• [GIVEN DATA]:
---------------

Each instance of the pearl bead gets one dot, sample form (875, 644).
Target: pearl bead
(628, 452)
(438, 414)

---------------

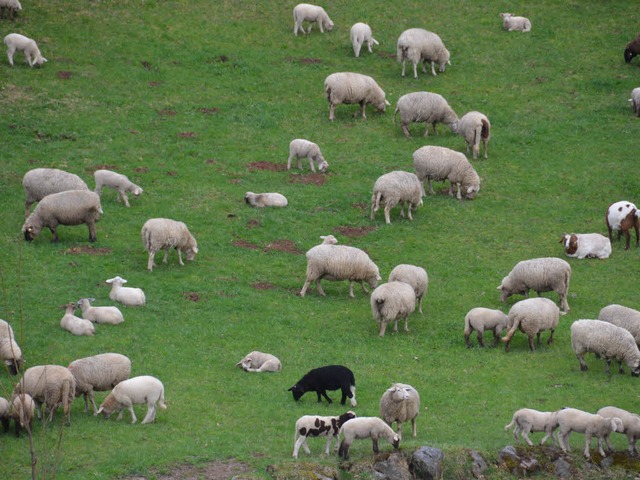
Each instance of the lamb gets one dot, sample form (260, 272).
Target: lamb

---------------

• [EXERCISE]: Copy out the lines word for word, beginning at the line containing "Each instance of the lamb" and continuing through the line containing "Target: lamb".

• [RESPONSE]:
Each instance of the lamb gets one dot, sample form (260, 272).
Target: lamb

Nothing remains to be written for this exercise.